Stored items:
____

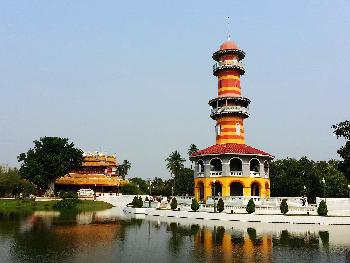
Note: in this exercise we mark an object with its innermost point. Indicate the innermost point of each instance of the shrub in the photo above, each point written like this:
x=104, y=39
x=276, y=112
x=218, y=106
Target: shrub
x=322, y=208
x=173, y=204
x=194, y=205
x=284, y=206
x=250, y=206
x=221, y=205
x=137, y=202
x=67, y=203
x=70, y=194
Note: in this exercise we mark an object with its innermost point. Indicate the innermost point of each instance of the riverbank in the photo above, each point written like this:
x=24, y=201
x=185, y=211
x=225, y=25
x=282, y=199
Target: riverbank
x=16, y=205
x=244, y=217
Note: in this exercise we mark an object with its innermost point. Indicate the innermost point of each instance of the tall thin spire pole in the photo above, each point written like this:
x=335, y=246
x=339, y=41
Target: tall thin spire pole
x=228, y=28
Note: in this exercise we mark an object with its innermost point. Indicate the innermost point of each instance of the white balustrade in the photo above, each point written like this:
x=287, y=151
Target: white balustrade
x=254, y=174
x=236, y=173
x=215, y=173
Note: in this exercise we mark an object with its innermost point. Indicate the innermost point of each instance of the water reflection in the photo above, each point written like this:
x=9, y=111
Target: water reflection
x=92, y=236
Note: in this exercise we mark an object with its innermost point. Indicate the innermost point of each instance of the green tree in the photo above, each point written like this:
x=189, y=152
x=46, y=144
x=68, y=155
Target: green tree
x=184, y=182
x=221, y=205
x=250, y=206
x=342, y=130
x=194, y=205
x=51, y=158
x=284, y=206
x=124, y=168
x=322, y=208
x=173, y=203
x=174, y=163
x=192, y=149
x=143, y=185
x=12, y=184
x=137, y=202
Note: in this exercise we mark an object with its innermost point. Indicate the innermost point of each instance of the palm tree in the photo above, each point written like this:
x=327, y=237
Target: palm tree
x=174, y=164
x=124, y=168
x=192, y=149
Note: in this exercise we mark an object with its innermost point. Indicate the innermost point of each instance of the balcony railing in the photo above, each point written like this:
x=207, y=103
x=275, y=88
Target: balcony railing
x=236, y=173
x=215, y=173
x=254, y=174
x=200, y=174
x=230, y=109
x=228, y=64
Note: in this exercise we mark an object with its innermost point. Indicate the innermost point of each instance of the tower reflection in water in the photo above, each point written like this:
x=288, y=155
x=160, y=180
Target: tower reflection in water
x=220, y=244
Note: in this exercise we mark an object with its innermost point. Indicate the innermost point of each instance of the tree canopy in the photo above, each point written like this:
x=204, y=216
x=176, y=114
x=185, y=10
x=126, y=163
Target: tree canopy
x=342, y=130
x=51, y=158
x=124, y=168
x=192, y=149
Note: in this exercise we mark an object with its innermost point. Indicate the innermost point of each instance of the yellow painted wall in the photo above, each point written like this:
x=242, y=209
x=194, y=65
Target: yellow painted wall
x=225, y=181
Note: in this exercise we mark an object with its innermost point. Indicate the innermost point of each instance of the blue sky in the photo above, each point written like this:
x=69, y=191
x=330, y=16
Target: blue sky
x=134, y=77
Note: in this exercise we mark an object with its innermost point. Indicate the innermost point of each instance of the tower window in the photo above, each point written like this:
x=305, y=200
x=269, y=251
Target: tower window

____

• Your objective: Your answer must be every record above, word for word, with no pictures.

• Result below:
Note: in this exercise we mark an object with its innermost point. Indicate the innermost point of each instance of the shrub in the photo above, each point written like this:
x=104, y=39
x=276, y=112
x=218, y=106
Target: shrub
x=322, y=208
x=173, y=204
x=194, y=205
x=284, y=206
x=250, y=206
x=221, y=205
x=137, y=202
x=67, y=203
x=70, y=194
Note: in this exercise we mark an object with its innermost point. Indicate the innermost point of each instance of the riverbank in the photo above, each point written like this:
x=24, y=201
x=185, y=211
x=225, y=25
x=282, y=199
Target: riverbank
x=16, y=205
x=244, y=217
Note: in this exercise we mark an object with its innermost point. Indicate the innermost point of each instance of the tall thin spire pole in the photo above, each point written like this:
x=335, y=246
x=339, y=41
Target: tall thin spire pole
x=228, y=28
Note: in this exercise we mark an object with its innermost point. Indicate the innermost point of each instance of the white balustrade in the photo above, each point written like this:
x=287, y=151
Target: white balustrade
x=254, y=174
x=236, y=173
x=215, y=173
Note: in this exercise we mark an object with its innermost point. Indicate the innermost point of each instance of the water reflection in the photo above, each point written like this:
x=9, y=111
Target: water reflection
x=92, y=236
Note: in this exercise we mark an object with its innermost point. Indicate the innermost point of each instance of the green tree in the photo above, each point written like this:
x=189, y=152
x=46, y=144
x=68, y=155
Target: green tree
x=184, y=182
x=221, y=205
x=250, y=206
x=342, y=130
x=194, y=205
x=51, y=158
x=284, y=206
x=124, y=168
x=322, y=208
x=173, y=203
x=174, y=163
x=192, y=149
x=143, y=185
x=12, y=184
x=137, y=202
Note: in this exercise we mark an object with its innermost point. Indicate the innermost point of each instance of the palm tree in the photo above, each point written like this:
x=327, y=237
Target: palm tree
x=174, y=164
x=124, y=168
x=192, y=149
Note: in this exercise we mark an object with its innermost point. Indicate the innermost point of each instance of the balcony railing in the photo above, each point written like this:
x=207, y=103
x=275, y=88
Target: balcony railing
x=236, y=173
x=215, y=173
x=254, y=174
x=200, y=174
x=230, y=109
x=228, y=64
Note: in this exercise we mark an object with its innermost point. Indicate the innermost point of each instance of the tower reflection in water in the photo above, each point written like this:
x=288, y=155
x=160, y=180
Target: tower reflection in water
x=220, y=244
Note: in this exercise we mark an object with its innermost point. Indicate the innermost point of each instance of the tree canopy in the photo above, each point written like this:
x=204, y=216
x=176, y=114
x=185, y=10
x=126, y=163
Target: tree canopy
x=342, y=130
x=51, y=158
x=124, y=168
x=192, y=149
Note: in this exercise we mark an object with its innermost point. Indicate the innermost point of each instance of the yellow painted wall in the photo above, each point written like this:
x=242, y=209
x=194, y=65
Target: yellow painted wall
x=225, y=181
Note: in this exercise we mark an object with its innermost point. Indicate the innermost point of each instance of the blue sky in the photo above, each point written like this:
x=69, y=191
x=330, y=16
Target: blue sky
x=134, y=77
Note: in this exercise we mark an object with its innermost point. Indicate the innermost point of each instance of the tower window in the photo above, each point written like this:
x=305, y=200
x=269, y=251
Target: tower window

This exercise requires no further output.